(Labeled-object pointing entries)
=-=-=

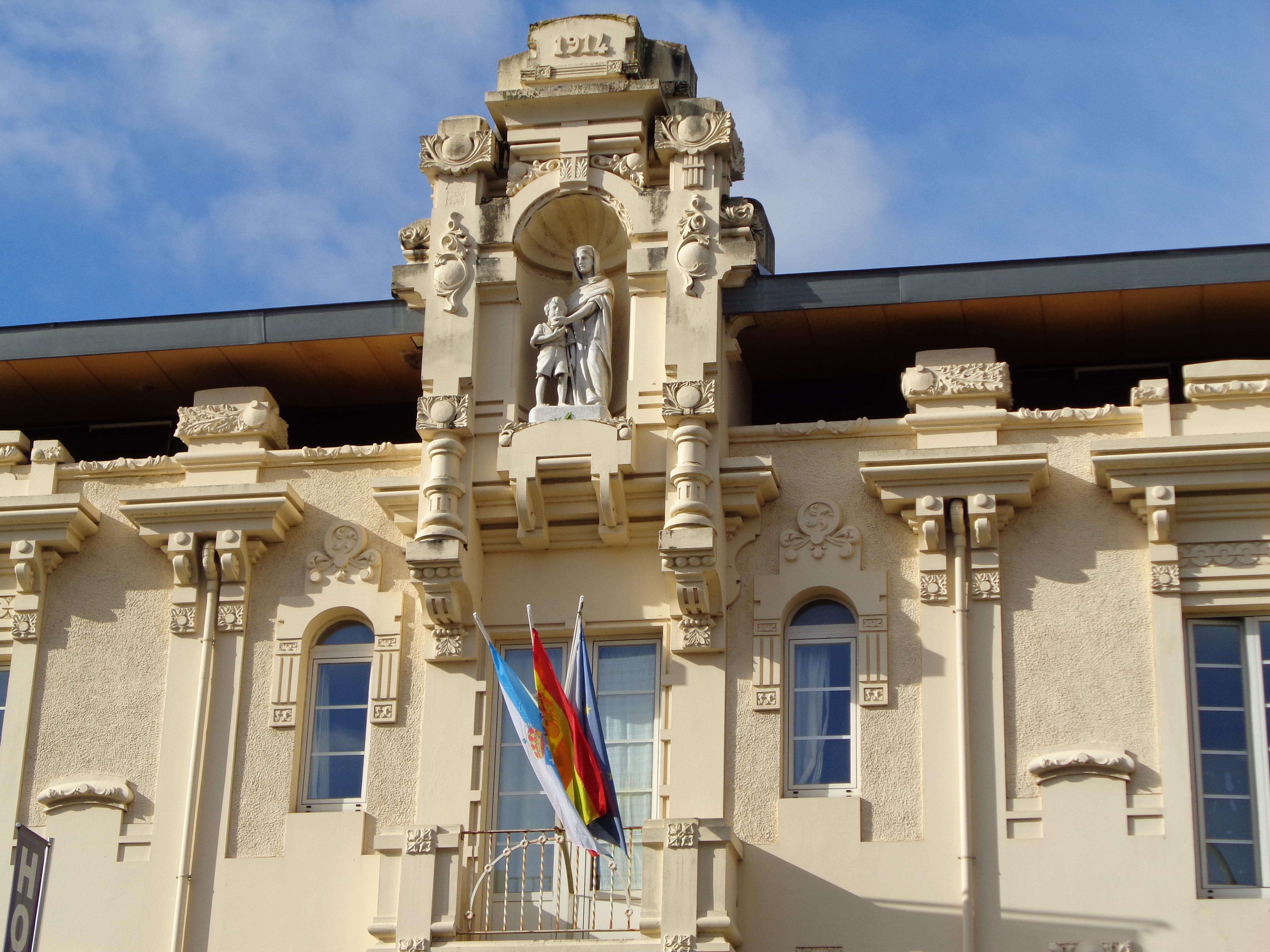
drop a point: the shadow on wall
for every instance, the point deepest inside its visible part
(787, 908)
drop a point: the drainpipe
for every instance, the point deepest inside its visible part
(961, 619)
(186, 859)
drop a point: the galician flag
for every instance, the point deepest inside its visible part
(580, 685)
(529, 729)
(567, 741)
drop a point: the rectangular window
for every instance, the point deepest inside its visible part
(1230, 686)
(338, 710)
(821, 721)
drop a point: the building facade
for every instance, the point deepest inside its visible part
(954, 676)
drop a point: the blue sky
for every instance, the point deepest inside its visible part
(166, 157)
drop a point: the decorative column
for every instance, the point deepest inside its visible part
(689, 541)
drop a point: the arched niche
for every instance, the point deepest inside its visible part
(544, 239)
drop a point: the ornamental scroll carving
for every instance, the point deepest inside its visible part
(820, 528)
(957, 380)
(457, 154)
(451, 265)
(346, 557)
(694, 252)
(256, 418)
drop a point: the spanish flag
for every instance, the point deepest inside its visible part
(567, 741)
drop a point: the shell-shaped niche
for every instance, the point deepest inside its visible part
(553, 232)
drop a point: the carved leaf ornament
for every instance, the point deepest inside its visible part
(820, 528)
(450, 266)
(694, 253)
(346, 555)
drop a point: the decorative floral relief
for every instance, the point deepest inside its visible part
(458, 154)
(628, 167)
(25, 624)
(1166, 578)
(837, 428)
(441, 413)
(681, 836)
(182, 620)
(451, 267)
(935, 587)
(229, 617)
(1233, 554)
(1227, 390)
(1067, 413)
(820, 527)
(694, 253)
(232, 419)
(688, 398)
(420, 841)
(1148, 395)
(986, 584)
(346, 555)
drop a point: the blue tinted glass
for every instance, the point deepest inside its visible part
(822, 762)
(1222, 730)
(822, 713)
(1217, 644)
(346, 683)
(1226, 774)
(1220, 687)
(340, 730)
(349, 634)
(335, 777)
(1231, 865)
(822, 666)
(1227, 819)
(824, 612)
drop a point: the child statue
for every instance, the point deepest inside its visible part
(552, 340)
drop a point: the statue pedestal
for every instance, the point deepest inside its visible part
(594, 412)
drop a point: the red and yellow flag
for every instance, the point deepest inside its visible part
(571, 751)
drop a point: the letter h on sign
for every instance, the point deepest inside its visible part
(30, 866)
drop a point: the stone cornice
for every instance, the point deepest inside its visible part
(89, 790)
(60, 522)
(262, 511)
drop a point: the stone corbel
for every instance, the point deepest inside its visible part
(39, 532)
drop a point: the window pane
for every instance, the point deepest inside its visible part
(1226, 774)
(632, 766)
(627, 668)
(1222, 730)
(824, 612)
(349, 634)
(1231, 865)
(822, 762)
(1217, 644)
(628, 716)
(340, 730)
(336, 776)
(1227, 819)
(1220, 687)
(343, 683)
(822, 666)
(822, 713)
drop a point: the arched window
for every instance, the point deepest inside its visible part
(340, 686)
(821, 724)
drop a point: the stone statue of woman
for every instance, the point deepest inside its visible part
(591, 311)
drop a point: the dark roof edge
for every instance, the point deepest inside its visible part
(268, 325)
(1008, 278)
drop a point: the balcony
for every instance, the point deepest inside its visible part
(674, 892)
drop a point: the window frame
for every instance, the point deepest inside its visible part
(1252, 662)
(846, 634)
(335, 654)
(594, 648)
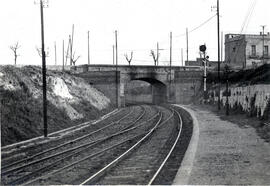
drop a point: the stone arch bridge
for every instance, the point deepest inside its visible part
(174, 85)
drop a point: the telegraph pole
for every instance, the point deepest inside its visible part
(63, 68)
(218, 32)
(187, 43)
(182, 59)
(170, 57)
(263, 26)
(71, 45)
(55, 57)
(116, 68)
(113, 54)
(157, 53)
(43, 73)
(88, 48)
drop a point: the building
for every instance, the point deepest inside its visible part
(247, 51)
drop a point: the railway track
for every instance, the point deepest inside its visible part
(144, 140)
(22, 170)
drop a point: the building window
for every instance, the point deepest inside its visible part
(253, 50)
(265, 50)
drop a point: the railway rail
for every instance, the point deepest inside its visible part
(144, 136)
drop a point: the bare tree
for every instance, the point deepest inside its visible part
(40, 53)
(155, 57)
(129, 59)
(73, 59)
(14, 48)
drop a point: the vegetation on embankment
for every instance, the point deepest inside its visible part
(70, 101)
(260, 75)
(248, 95)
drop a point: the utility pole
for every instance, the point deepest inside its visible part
(88, 48)
(170, 57)
(221, 48)
(69, 40)
(182, 58)
(218, 55)
(55, 57)
(113, 55)
(71, 45)
(43, 73)
(187, 43)
(63, 67)
(157, 53)
(263, 26)
(116, 68)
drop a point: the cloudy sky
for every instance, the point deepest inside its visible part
(140, 25)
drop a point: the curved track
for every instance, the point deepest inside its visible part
(132, 148)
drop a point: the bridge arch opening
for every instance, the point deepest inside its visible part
(147, 90)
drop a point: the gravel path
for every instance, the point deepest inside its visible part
(228, 154)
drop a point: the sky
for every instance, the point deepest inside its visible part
(140, 25)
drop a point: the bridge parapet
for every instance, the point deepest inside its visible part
(176, 84)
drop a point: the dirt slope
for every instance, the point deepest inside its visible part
(70, 101)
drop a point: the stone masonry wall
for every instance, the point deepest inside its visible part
(248, 98)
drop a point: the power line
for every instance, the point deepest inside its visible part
(202, 24)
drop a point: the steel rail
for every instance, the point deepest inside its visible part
(126, 152)
(179, 127)
(88, 145)
(56, 154)
(61, 145)
(90, 156)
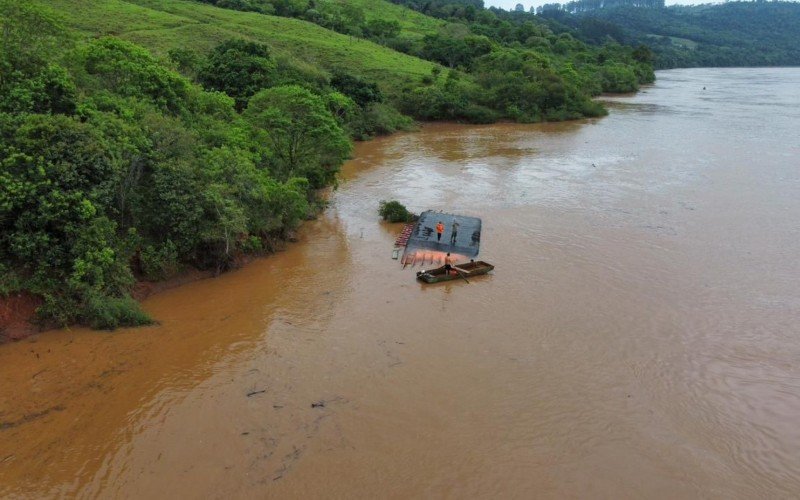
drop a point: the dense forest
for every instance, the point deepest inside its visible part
(730, 34)
(142, 137)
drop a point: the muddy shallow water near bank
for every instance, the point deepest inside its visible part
(639, 336)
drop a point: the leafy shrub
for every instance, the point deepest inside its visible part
(378, 119)
(109, 313)
(239, 68)
(159, 261)
(394, 211)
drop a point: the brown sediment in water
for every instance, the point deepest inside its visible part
(637, 338)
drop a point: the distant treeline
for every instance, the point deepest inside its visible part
(117, 165)
(729, 34)
(502, 65)
(590, 5)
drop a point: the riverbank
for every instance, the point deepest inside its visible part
(636, 338)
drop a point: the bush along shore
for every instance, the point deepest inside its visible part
(122, 163)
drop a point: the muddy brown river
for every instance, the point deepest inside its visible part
(639, 338)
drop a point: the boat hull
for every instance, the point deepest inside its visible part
(467, 270)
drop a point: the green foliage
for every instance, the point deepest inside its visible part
(377, 119)
(394, 211)
(303, 135)
(159, 261)
(729, 34)
(108, 313)
(358, 89)
(238, 68)
(131, 71)
(115, 162)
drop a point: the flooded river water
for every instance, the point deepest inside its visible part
(639, 337)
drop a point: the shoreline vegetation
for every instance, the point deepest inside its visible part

=-=-=

-- Stated goal --
Retype everything in the material word for word, minus pictures.

-- Solution to this task --
drop a point: the shadow on wall
for every instance, the point deepest inside its visible part
(787, 908)
drop a point: the drainpipe
for every instance, the point deepest inside its visible part
(961, 619)
(186, 859)
drop a point: the galician flag
for every instance, the point deepest inside its visible part
(580, 685)
(529, 729)
(567, 741)
drop a point: the rectangular window
for every instance, the point deepest inside its visible part
(1230, 686)
(338, 710)
(821, 721)
drop a point: the building facade
for every instance, the point deepest inside its visible part
(954, 676)
drop a point: the blue sky
for every instance, the point deepest inside its visible part
(166, 157)
drop a point: the decorative column
for every instance, the point deepest inside its visible part
(689, 541)
drop a point: the arched niche
for every instance, the point deepest inside its visible part
(544, 239)
drop a point: the ornamental scroll carving
for every instance, the point deepest inside its visible part
(820, 528)
(957, 380)
(457, 154)
(451, 265)
(346, 557)
(694, 252)
(256, 418)
drop a point: the spanish flag
for every instance, the point deepest inside its visible part
(567, 741)
drop a point: the shell-shaped niche
for every instance, the point deepest inside its visible part
(553, 232)
drop a point: the carved leaf ornament
for every instance, the point deepest inside its visible part
(820, 528)
(450, 266)
(694, 253)
(346, 555)
drop a point: the decorative floral relief
for every instance, the point deepest inside its visible part
(458, 154)
(628, 167)
(25, 624)
(1166, 578)
(837, 428)
(441, 413)
(681, 836)
(182, 620)
(451, 267)
(935, 587)
(229, 617)
(1233, 554)
(1227, 390)
(1067, 413)
(820, 527)
(694, 253)
(232, 419)
(688, 398)
(420, 841)
(1148, 395)
(986, 584)
(346, 555)
drop a point: the blue tinted glass
for every instance, the point deepest inside its visible part
(822, 762)
(1222, 730)
(822, 713)
(1217, 644)
(346, 683)
(1226, 774)
(1220, 687)
(340, 730)
(349, 634)
(335, 777)
(1231, 865)
(822, 666)
(1227, 819)
(824, 612)
drop a point: the child statue
for every instance, the point deepest inside its visible part
(552, 340)
drop a point: the statue pedestal
for every instance, the point deepest inside its visible part
(594, 412)
drop a point: the red and yellow flag
for every instance, the point deepest inside its visible part
(571, 751)
drop a point: the letter h on sign
for every instance, the point deepest inside its visible part
(30, 866)
drop a point: the stone cornice
for every instance, the point deepest inside its visible part
(89, 790)
(60, 522)
(262, 511)
drop a point: the stone corbel
for every instance, the point deepest inside its visible part
(39, 532)
drop a point: the window pane
for every instance, the point deepest inside its visible part
(1226, 774)
(632, 766)
(627, 668)
(1222, 730)
(824, 612)
(349, 634)
(1231, 865)
(822, 762)
(1217, 644)
(628, 716)
(340, 730)
(336, 776)
(1227, 819)
(1220, 687)
(343, 683)
(822, 666)
(822, 713)
drop a point: the arched window
for every instance, the point deepest inside its visible part
(340, 686)
(821, 724)
drop a point: the stone statue of woman
for every instance, the point deepest inside its visible part
(591, 311)
drop a point: the dark roof edge
for every instance, the point deepest inside its visible part
(268, 325)
(1008, 278)
drop a point: the balcony
for every instance, the point deepest inside its visible part
(674, 892)
drop a point: the window frame
for every instance, the point deepest inside its visible part
(1252, 662)
(846, 634)
(335, 654)
(594, 648)
drop a point: the stone arch bridge
for every instance, the point deepest inside its visible part
(174, 85)
drop a point: the telegraph pole
for every instance, the point deepest inside its visible part
(63, 68)
(218, 32)
(187, 43)
(182, 59)
(170, 57)
(263, 26)
(71, 45)
(55, 57)
(116, 68)
(113, 54)
(157, 53)
(43, 73)
(88, 48)
drop a point: the building
for every instance, the point deepest inside its visible part
(247, 51)
drop a point: the railway track
for every instance, the point deepest inside its visible part
(144, 140)
(22, 170)
drop a point: the building window
for every instance, the point deepest inside its visible part
(253, 50)
(265, 50)
drop a point: the railway rail
for every instance, the point deepest inside its visible part
(144, 136)
drop a point: the bare tree
for every instance, the point deepest inside its visible part
(40, 53)
(155, 57)
(129, 59)
(73, 59)
(14, 48)
drop a point: the vegetation on embankment
for every instance, the point deepest inside its visible part
(70, 101)
(260, 75)
(248, 95)
drop a point: the utility pole
for every instance, the point deepest inside its visible part
(88, 48)
(170, 57)
(221, 48)
(69, 40)
(182, 58)
(218, 55)
(55, 57)
(113, 55)
(71, 45)
(43, 73)
(187, 43)
(63, 67)
(157, 53)
(263, 26)
(116, 68)
drop a point: the cloudy sky
for every instance, the point deepest inside its visible part
(140, 25)
drop a point: the curved track
for every instance, the point deepest inside its visible part
(132, 148)
drop a point: the bridge arch opening
for every instance, the point deepest inside its visible part
(147, 90)
drop a point: the gravel path
for every instance, the point deepest inside its visible part
(228, 154)
drop a point: the sky
for every instance, the point deepest inside its visible part
(140, 25)
drop a point: the bridge parapet
for every instance, the point deepest inside its visible part
(176, 84)
drop a point: the dirt slope
for every instance, the point deepest inside its visible part
(70, 101)
drop a point: the stone masonry wall
for every instance, the point deepest inside its visible part
(248, 98)
drop a point: the power line
for every instance, the point deepest inside its visible part
(202, 24)
drop a point: the steel rail
for every instance, the point deepest inside its visible part
(126, 152)
(179, 127)
(88, 145)
(56, 154)
(61, 145)
(90, 156)
drop a point: the dense forest
for every instance, the point deepest inside its visible part
(730, 34)
(142, 137)
drop a point: the muddy shallow water near bank
for every instance, the point deepest inside its visible part
(639, 336)
drop a point: the leafy shrub
for every instance, the point deepest inside its visible part
(378, 119)
(109, 313)
(239, 68)
(159, 261)
(394, 211)
drop a point: the brown sediment in water
for every instance, the point deepest inside its visible part
(637, 338)
drop a point: the distant treeline
for every instance, the point deepest inside its visible part
(117, 165)
(729, 34)
(502, 65)
(590, 5)
drop a point: the riverbank
for every instance, the point deepest inside its visible part
(636, 338)
drop a point: the bush along shore
for every instance, the point deepest inside its visible part
(122, 163)
drop a point: the muddy brown river
for every instance, the point deepest inside its visible part
(639, 338)
drop a point: the boat hull
for every instance, the point deepest inside its visible part
(467, 270)
drop a point: the green foliage
for every instance, the point deepest inside its visible part
(377, 119)
(394, 211)
(303, 135)
(159, 261)
(729, 34)
(108, 313)
(358, 89)
(238, 68)
(131, 71)
(115, 162)
drop a point: the flooded river water
for every instance, the point deepest inside its visible part
(639, 337)
drop a point: the shoreline vegetation
for every instance, the point deepest inside its visible part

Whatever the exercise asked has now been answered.